Picture annotation entries:
---+---

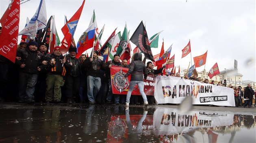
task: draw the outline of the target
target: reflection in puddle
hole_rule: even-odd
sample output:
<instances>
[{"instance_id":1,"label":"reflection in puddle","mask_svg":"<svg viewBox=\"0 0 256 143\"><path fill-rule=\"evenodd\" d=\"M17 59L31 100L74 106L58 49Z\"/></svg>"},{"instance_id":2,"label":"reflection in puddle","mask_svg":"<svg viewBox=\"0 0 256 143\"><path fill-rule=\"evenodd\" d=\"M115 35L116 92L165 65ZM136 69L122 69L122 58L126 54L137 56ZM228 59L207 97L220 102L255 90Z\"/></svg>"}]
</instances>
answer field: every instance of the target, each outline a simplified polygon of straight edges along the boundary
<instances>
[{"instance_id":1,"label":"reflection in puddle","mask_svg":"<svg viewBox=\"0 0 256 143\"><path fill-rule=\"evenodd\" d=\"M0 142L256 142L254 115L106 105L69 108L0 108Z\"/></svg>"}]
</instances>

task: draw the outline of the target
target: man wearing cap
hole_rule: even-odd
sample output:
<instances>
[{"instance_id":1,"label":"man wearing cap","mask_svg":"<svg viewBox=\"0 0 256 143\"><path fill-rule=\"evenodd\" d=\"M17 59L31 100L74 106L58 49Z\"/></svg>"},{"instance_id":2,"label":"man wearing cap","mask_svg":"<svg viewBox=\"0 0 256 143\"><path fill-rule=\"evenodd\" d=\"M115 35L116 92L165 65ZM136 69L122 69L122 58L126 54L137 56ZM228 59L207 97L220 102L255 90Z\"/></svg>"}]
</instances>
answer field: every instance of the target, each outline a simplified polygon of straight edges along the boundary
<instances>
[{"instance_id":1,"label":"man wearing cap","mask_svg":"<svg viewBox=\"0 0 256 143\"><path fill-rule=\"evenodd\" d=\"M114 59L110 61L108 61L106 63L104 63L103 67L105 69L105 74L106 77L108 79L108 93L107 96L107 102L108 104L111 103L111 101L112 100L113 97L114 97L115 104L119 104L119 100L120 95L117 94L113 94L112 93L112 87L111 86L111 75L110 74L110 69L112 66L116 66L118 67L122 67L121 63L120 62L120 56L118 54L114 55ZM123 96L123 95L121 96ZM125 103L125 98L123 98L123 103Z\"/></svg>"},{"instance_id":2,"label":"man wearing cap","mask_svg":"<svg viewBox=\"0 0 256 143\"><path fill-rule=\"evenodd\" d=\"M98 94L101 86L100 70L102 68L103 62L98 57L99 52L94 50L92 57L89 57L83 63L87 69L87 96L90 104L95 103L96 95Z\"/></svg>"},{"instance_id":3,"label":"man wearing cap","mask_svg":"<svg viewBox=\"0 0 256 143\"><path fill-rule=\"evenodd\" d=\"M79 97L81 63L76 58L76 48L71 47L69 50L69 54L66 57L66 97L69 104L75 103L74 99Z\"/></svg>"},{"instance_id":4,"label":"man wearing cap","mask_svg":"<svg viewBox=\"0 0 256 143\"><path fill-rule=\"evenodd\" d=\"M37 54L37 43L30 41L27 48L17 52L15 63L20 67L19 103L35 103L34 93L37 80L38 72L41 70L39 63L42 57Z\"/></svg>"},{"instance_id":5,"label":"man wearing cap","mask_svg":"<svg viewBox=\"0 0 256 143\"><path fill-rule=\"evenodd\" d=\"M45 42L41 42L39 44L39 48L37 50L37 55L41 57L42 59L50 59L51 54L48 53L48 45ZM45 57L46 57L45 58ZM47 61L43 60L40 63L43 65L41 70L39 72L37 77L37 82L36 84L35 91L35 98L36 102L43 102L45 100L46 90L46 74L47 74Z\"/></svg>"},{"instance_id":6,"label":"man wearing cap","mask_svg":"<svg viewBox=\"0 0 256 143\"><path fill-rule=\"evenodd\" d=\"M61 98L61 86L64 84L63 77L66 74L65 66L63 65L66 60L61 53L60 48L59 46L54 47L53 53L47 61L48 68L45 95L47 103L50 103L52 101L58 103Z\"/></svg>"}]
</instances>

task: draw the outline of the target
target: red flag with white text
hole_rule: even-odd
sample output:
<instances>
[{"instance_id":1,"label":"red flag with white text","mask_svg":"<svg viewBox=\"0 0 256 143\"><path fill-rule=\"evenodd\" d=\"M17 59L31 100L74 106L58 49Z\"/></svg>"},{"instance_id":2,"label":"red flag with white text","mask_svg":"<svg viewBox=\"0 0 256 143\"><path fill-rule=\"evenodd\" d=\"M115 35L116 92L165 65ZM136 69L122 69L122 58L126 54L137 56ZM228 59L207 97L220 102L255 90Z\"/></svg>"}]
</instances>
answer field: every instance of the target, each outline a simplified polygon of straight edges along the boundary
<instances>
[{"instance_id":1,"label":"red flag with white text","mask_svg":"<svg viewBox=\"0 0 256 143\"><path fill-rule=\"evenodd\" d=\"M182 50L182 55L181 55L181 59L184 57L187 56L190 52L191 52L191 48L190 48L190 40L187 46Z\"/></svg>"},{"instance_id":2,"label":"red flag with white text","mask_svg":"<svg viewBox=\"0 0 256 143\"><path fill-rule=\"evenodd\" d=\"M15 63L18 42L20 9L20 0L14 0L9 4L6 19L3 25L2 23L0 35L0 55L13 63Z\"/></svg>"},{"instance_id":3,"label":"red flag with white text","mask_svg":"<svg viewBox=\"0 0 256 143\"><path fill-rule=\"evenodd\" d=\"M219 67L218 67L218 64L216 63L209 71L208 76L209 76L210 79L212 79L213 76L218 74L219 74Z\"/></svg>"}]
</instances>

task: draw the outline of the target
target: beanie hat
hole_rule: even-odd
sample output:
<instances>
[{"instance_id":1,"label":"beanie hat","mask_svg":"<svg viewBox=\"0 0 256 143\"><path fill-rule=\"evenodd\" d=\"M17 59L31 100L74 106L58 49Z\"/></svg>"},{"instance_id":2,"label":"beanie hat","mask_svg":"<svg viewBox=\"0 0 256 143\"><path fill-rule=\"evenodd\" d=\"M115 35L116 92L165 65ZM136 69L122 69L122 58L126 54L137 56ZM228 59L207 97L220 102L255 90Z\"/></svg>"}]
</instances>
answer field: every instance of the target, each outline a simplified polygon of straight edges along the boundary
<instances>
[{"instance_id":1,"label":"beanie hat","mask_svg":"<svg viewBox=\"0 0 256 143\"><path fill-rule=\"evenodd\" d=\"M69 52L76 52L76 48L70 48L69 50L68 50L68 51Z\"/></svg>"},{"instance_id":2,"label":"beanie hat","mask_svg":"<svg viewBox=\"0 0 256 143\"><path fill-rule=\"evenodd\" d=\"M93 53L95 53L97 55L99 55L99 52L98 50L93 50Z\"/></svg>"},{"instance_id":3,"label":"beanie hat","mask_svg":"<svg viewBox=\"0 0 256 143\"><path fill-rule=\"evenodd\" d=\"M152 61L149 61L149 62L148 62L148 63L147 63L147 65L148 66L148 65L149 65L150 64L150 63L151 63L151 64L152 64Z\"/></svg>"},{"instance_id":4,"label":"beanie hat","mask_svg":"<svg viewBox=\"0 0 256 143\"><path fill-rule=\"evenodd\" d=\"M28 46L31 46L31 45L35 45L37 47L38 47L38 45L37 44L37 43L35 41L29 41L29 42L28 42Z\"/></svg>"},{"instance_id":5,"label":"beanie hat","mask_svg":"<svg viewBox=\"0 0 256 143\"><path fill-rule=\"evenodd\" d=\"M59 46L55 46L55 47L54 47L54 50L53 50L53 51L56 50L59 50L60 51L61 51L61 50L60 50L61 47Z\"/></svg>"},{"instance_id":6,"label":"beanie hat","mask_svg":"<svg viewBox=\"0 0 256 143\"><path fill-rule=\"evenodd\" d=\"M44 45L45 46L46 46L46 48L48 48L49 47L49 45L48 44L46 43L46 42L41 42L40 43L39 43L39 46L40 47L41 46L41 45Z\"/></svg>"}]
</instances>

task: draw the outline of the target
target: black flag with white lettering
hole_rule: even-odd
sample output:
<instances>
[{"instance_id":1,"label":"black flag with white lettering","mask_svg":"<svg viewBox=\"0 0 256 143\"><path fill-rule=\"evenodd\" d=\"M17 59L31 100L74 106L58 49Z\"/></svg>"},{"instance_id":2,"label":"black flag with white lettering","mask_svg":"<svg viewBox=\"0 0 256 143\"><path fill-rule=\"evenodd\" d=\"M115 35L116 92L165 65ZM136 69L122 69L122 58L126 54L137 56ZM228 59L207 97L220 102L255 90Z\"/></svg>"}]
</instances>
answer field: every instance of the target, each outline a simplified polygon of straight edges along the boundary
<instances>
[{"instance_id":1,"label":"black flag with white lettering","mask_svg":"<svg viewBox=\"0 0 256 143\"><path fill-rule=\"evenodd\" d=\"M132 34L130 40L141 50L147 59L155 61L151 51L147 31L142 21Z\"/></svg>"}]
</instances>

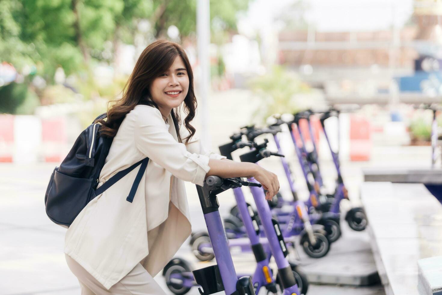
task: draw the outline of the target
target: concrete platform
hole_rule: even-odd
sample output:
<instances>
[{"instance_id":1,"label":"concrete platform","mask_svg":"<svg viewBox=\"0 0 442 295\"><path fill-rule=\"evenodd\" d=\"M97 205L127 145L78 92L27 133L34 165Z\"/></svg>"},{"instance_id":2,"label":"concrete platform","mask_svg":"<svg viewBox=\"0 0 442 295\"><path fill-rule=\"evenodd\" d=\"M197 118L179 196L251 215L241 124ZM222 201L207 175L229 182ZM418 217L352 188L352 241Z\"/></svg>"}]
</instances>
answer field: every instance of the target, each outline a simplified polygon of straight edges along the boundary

---+---

* WHAT YOU NEED TO DO *
Keep only the lines in the material above that contain the string "black", and copy each of them in full.

* FINAL RESULT *
target: black flag with white lettering
[{"instance_id":1,"label":"black flag with white lettering","mask_svg":"<svg viewBox=\"0 0 256 143\"><path fill-rule=\"evenodd\" d=\"M17 59L31 100L74 106L58 49Z\"/></svg>"},{"instance_id":2,"label":"black flag with white lettering","mask_svg":"<svg viewBox=\"0 0 256 143\"><path fill-rule=\"evenodd\" d=\"M115 35L116 92L165 65ZM136 69L122 69L122 58L126 54L137 56ZM228 59L207 97L220 102L255 90Z\"/></svg>"}]
[{"instance_id":1,"label":"black flag with white lettering","mask_svg":"<svg viewBox=\"0 0 256 143\"><path fill-rule=\"evenodd\" d=\"M132 34L130 40L141 50L147 59L155 61L151 51L147 31L142 21Z\"/></svg>"}]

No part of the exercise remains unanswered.